In contrast to portland cement, whose binding mechanism relies on water, Solidia Cement (shown here) reacts with carbon dioxide.

Solidia Technologies, one of the first carbon-minded disruptors in construction materials to garner backing from leading climate technology investor Breakthrough Energy Ventures, plans a Q3 2024 start for its first concrete production line. Configured to an existing 53,000-sq.-ft. building in Elmendorf, Texas, near Solidia’s new San Antonio headquarters, the operation will produce pavers and other concrete units using Solidia Cement, an alternative to portland cement. 

The company’s pioneering technology leverages carbon dioxide to a) activate the cementitious material and aggregate binding phase, and b) effect concrete curing that might otherwise entail energy-intensive heating or steam exposure. The Solidia process is credited with dramatically reducing (≥ 50 percent) the carbon footprint associated with conventional binders and finished concrete products, slabs or structures.

“The state-of-the-art manufacturing facility represents another significant milestone for Solidia, allowing us to independently produce concrete materials for the building industry using our revolutionary process,” says Senior Commercial Director Devin Patten. “It’s the culmination of years of investment to not only develop our technology but to do so in the right way that ensures optimal quality and higher performance.” 

“In designing and building this facility, we’re partnering with industry-leading equipment providers and engineering firms to implement the highest-quality, most-efficient processes in keeping with the innovation of our product line,” adds Senior Director of Operations Fred Dunand. “The plant will have built-in flexibility to produce a range of Solidia technology-driven products, with the versatility to accommodate additional products and developments down the road.”

### Dataset
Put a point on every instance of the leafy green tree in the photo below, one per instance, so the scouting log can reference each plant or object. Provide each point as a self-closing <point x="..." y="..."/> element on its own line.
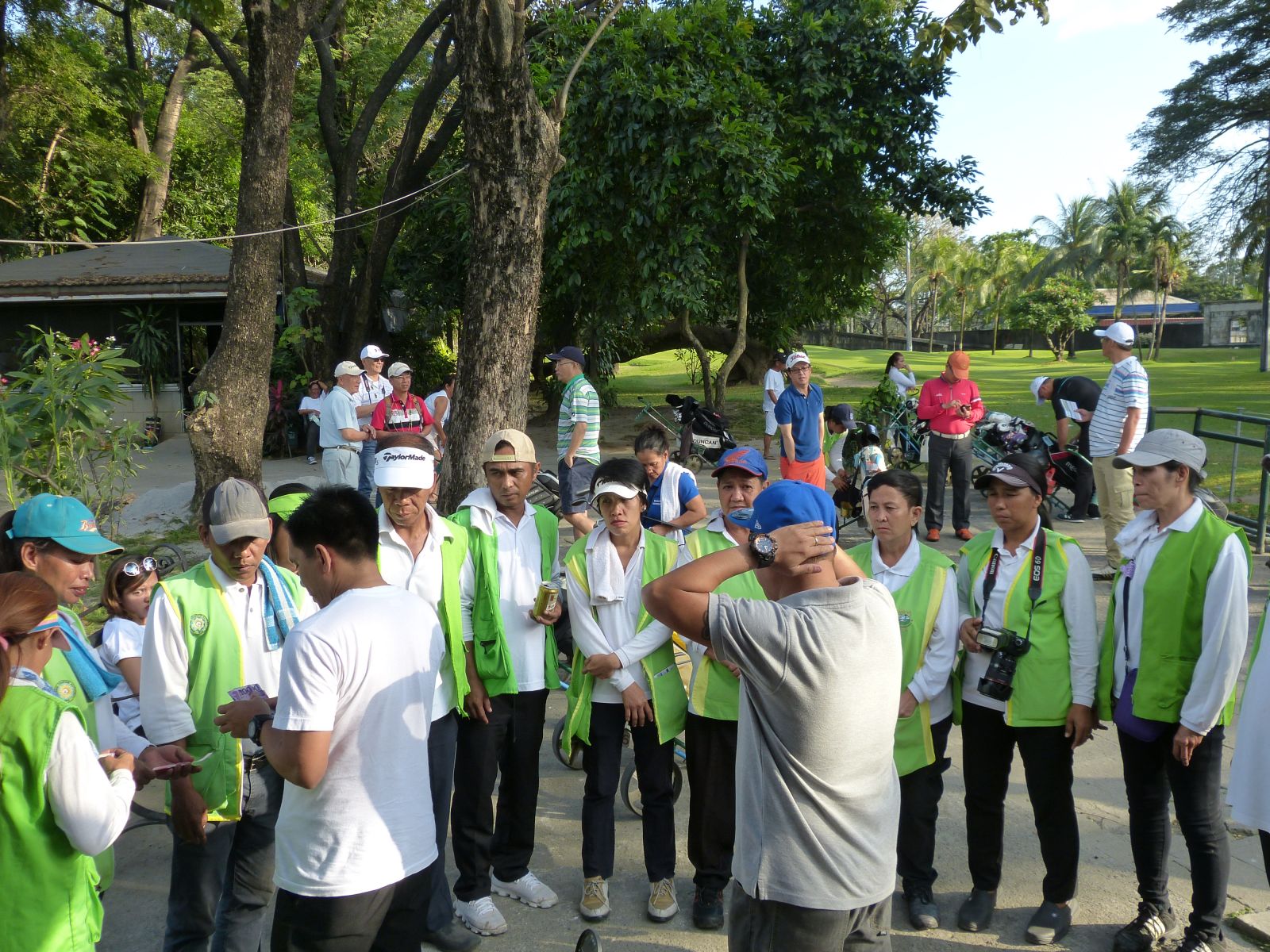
<point x="1058" y="309"/>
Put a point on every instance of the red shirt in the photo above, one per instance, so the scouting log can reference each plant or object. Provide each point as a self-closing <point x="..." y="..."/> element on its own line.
<point x="393" y="416"/>
<point x="937" y="393"/>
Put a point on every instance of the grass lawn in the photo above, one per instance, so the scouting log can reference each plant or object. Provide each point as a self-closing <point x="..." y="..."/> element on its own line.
<point x="1218" y="378"/>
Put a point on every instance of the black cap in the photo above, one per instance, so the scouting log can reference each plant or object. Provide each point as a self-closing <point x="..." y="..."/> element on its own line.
<point x="569" y="353"/>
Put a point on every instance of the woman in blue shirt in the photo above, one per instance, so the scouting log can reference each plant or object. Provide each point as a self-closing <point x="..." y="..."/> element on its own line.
<point x="673" y="499"/>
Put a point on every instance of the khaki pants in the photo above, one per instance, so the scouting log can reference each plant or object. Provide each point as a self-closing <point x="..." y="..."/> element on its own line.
<point x="1115" y="501"/>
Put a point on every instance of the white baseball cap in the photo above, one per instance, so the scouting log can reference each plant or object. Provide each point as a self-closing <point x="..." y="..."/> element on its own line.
<point x="1038" y="382"/>
<point x="404" y="467"/>
<point x="1119" y="332"/>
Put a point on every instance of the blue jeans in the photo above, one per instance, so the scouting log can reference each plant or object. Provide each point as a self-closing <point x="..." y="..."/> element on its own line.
<point x="220" y="890"/>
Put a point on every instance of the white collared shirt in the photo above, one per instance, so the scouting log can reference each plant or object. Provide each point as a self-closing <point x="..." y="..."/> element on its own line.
<point x="422" y="575"/>
<point x="1226" y="615"/>
<point x="610" y="628"/>
<point x="930" y="682"/>
<point x="1077" y="600"/>
<point x="165" y="662"/>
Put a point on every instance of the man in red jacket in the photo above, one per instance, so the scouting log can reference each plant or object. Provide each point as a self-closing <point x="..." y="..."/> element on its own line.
<point x="952" y="406"/>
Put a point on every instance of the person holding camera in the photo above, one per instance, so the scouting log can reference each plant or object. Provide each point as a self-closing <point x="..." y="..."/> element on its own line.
<point x="1028" y="681"/>
<point x="924" y="584"/>
<point x="1176" y="628"/>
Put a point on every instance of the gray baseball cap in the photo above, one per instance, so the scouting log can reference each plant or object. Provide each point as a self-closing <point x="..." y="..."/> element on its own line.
<point x="1160" y="447"/>
<point x="238" y="511"/>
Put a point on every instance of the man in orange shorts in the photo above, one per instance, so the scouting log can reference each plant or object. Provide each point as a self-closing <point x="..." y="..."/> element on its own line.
<point x="800" y="420"/>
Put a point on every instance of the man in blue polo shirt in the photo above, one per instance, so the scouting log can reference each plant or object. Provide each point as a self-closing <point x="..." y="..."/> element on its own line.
<point x="800" y="420"/>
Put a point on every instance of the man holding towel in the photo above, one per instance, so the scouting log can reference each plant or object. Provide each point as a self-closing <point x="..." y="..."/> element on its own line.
<point x="213" y="630"/>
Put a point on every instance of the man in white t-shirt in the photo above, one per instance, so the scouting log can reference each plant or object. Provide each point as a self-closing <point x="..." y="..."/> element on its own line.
<point x="349" y="736"/>
<point x="774" y="382"/>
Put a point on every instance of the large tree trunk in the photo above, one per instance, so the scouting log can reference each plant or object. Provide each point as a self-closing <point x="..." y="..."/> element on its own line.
<point x="226" y="431"/>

### Exercises
• A. According to the Solidia article, when is the company's first concrete production line planned to start?
• B. Repeat the part of the Solidia article that begins at the words "The company’s pioneering" and stops after the words "slabs or structures.".

### Results by task
• A. In the third quarter (Q3) of 2024.

• B.
The company’s pioneering technology leverages carbon dioxide to a) activate the cementitious material and aggregate binding phase, and b) effect concrete curing that might otherwise entail energy-intensive heating or steam exposure. The Solidia process is credited with dramatically reducing (≥ 50 percent) the carbon footprint associated with conventional binders and finished concrete products, slabs or structures.